Rows from a dataset
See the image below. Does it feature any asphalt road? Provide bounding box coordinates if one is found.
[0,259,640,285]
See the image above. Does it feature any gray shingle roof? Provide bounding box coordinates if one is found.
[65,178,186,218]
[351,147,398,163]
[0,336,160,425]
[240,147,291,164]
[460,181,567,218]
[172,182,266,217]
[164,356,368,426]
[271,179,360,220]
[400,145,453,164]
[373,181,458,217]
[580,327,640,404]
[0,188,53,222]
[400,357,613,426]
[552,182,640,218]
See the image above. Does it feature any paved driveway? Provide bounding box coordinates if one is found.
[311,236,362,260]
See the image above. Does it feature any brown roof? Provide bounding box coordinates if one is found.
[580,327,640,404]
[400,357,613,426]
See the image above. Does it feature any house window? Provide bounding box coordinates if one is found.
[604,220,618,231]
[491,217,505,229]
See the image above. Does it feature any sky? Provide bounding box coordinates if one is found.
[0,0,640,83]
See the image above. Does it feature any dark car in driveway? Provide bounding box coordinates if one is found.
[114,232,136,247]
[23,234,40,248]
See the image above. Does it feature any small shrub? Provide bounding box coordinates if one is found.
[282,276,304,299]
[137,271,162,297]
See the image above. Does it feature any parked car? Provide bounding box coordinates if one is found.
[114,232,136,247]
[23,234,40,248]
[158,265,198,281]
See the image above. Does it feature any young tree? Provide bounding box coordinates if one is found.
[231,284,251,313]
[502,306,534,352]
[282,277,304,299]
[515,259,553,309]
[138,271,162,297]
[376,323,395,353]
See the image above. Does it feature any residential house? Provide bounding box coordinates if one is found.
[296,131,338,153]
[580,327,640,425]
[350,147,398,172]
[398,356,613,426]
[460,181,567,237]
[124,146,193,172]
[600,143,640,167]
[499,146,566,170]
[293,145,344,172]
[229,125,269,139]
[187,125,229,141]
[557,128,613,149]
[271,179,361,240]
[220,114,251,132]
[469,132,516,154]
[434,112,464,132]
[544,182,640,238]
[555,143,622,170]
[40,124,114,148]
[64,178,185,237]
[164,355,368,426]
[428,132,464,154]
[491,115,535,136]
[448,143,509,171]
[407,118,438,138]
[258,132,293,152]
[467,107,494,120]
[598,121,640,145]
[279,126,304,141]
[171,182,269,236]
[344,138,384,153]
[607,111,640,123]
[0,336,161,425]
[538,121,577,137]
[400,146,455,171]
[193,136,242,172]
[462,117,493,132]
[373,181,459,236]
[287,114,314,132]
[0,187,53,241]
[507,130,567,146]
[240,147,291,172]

DIRECTION
Replace "young tree" with "sapling" in the records from the line containing "See the image above. Does it feature any brown" through the line containing "[376,323,395,353]". Give only those lines, with everything else kept the same.

WRITTEN ANSWER
See the image above. Does it feature any brown roof? Provide bounding box coordinates if one is found.
[580,327,640,404]
[400,357,613,426]
See the image above. Does it feature any house window? Provide bounding box coordinates if one is found.
[604,220,618,231]
[491,217,505,229]
See the image above. Does it feature any sky? Provide bounding box coordinates if one is found.
[0,0,640,83]
See the image above. Does it feature any dark car in driveway? Provide bounding box coordinates if one is found.
[114,232,136,247]
[23,234,40,248]
See the image above. Does it feature any small shrub? Provide bounding box coordinates if one is found.
[282,276,304,299]
[137,271,162,297]
See the image above. Does it feature any parked car? Provide bounding box coordinates if one is found.
[114,232,136,247]
[23,234,40,248]
[158,265,198,281]
See the image above. Does it feature any sapling? Provide bounding box coordinates if one is found.
[231,284,251,313]
[502,306,534,352]
[282,277,304,299]
[515,259,553,309]
[138,271,162,297]
[376,323,395,353]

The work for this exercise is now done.